- [What is needed]: Your job is to retype all of the data word for word, leaving every image out.

- [Dataset]:
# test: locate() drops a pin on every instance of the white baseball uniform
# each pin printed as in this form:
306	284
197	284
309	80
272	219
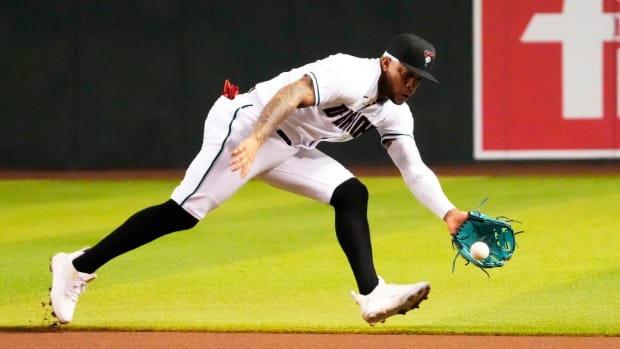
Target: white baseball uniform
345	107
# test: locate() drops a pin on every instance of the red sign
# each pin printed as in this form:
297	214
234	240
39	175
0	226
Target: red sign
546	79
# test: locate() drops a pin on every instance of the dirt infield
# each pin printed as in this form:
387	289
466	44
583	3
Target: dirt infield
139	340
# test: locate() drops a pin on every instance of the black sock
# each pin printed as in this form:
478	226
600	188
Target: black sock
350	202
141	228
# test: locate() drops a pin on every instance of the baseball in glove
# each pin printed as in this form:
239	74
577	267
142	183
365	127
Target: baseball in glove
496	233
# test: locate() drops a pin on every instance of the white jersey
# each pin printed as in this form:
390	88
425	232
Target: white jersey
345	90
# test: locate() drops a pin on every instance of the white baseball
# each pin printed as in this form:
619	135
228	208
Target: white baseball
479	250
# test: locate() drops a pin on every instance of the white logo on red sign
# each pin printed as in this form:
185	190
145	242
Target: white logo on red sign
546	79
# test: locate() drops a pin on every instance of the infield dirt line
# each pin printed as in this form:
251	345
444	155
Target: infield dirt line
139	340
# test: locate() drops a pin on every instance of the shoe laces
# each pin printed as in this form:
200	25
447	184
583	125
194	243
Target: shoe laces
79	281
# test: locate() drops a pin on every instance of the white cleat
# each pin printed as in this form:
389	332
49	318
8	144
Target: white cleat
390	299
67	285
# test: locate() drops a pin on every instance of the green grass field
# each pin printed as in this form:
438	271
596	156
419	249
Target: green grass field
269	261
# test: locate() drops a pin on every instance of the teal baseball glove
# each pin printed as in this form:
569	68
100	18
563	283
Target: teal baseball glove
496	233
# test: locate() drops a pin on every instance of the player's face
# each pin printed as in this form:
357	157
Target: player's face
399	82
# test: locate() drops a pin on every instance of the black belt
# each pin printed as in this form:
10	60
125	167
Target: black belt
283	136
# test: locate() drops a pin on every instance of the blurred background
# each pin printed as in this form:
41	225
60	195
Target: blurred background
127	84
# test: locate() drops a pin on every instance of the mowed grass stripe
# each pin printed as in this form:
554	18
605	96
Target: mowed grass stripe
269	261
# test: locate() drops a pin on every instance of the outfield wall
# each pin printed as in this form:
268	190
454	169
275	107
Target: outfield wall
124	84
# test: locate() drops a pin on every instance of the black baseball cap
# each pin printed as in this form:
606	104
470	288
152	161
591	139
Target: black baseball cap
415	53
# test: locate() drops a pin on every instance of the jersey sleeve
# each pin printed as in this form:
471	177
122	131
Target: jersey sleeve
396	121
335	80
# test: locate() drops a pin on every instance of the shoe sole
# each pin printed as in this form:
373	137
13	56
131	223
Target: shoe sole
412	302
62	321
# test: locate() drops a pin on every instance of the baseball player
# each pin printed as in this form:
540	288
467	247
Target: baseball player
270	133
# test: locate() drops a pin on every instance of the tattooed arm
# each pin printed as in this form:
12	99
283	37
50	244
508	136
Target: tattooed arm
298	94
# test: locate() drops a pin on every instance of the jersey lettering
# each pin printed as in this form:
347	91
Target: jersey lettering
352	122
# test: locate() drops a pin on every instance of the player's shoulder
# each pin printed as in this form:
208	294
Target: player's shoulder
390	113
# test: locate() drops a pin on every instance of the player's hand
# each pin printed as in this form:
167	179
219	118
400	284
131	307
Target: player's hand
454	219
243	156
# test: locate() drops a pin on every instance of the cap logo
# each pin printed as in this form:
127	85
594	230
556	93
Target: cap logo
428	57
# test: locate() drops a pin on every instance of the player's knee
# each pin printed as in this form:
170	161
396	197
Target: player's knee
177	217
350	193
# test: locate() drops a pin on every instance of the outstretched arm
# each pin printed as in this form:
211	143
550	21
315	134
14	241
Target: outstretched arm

- [Finished answer]:
# test: locate() drops a pin on every instance of the white baseball uniform
# each pin printed as in this form:
306	284
197	284
309	80
272	219
Target: white baseball uniform
345	107
# test: locate() drops a pin on every instance of the red sign
# each pin printed as in this form:
297	214
234	240
39	175
0	226
Target: red sign
546	79
# test: locate() drops a pin on every instance of the dirt infield
# each pin printed as in this form:
387	289
466	44
583	3
Target: dirt infield
139	340
# test: locate() drops a pin on every instance of the black sock
# each pin printed as in this form:
478	226
600	188
Target: black sock
350	202
141	228
# test: locate() drops a pin on every instance of the baseball in glove
# each pin printed as in this form:
239	74
577	267
142	183
365	127
Target: baseball in glove
496	233
# test: locate() drops a pin on every instance of the white jersey
# each pin printed as in this form:
390	88
425	232
Target: white jersey
345	90
# test: locate() drops a pin on every instance of the white baseball
# each pin printed as in this form:
619	135
228	208
Target: white baseball
479	250
# test: locate() drops a pin on every instance of the white logo on red sign
# each pin printed as in this form:
185	190
145	242
Target: white logo on red sign
546	79
# test: locate() drops a pin on every instance of the infield dirt line
# each pin printed as in this form:
251	345
444	155
Target: infield dirt line
139	340
# test: locate() drops a pin on every instance of the shoe laces
# each pin printed as in this form:
200	25
447	184
583	125
194	243
Target: shoe laces
79	281
# test: locate() drops a pin on every instance of the white cleat
# each pin printed as in this form:
389	332
49	318
8	144
Target: white cleat
390	299
67	285
# test: locate() drops a pin on every instance of the green grass field
# each pin printed as in this form:
438	271
596	156
419	249
Target: green grass field
269	261
# test: locate() drops a pin on every instance of the teal baseball glove
# each pin printed as in this form:
569	68
100	18
563	283
Target: teal baseball glove
496	233
# test: locate() drops a pin on every instance of the player's face
# each pin printed as in this form:
357	157
Target: player's face
399	82
# test: locate() drops a pin on every instance of the black belt
# each pin printed as in this form:
10	60
125	167
Target: black belt
283	136
# test: locate() drops a pin on every instance of the blurred background
# each pin printed as in this form:
41	225
60	195
Target: blurred background
127	84
# test: locate() drops a pin on every instance of the mowed grass stripe
# each pin printed as in this form:
554	18
605	96
Target: mowed grass stripe
269	261
# test: locate() drops a pin on every instance of the outfield wall
# each pin printed as in this form:
268	190
454	169
275	107
Target: outfield wall
124	84
# test: locate() drops a pin on every instance of the black baseball cap
# each pin printed as in this form:
606	104
470	288
152	161
591	139
Target: black baseball cap
415	53
# test: locate() drops a pin on every instance of the jersey sleeve
# each pin printed as in this form:
471	177
122	131
Target: jersey sleeve
396	121
335	80
# test: locate() drops a pin on every instance of the shoe sole
# each pin printed as in this form:
373	137
13	56
131	223
Target: shoe sole
412	302
62	321
# test: locate() drops a pin on every instance of the baseball player
# each pin printed as in this form:
540	288
467	247
Target: baseball player
270	133
# test: locate() drops a pin on every instance of the tattooed arm
# each pin printed as in this form:
12	99
283	37
50	244
508	136
Target: tattooed arm
298	94
# test: locate() drops a pin on every instance of the jersey lettering
# each pin printed as in this form:
347	91
Target: jersey lettering
352	122
# test: locate() drops a pin on every instance of the player's shoulder
# each pin printed as in this form:
208	294
Target: player's shoulder
390	113
# test: locate() drops a pin on every instance of the player's hand
# each pin printed as in this form:
167	179
219	118
400	284
131	307
Target: player's hand
454	219
243	156
# test: locate() drops a pin on every instance of the cap logo
# each pin printed as in this form:
127	85
594	230
556	93
Target: cap logo
428	57
# test: locate() drops a pin on every instance of the player's knee
# each pin printed as in this form:
170	161
396	197
Target: player's knee
177	217
350	193
# test: locate() drops a pin on every instance of the outstretched arm
# each pin printed as in this form:
211	143
550	21
315	134
14	241
Target: outstretched arm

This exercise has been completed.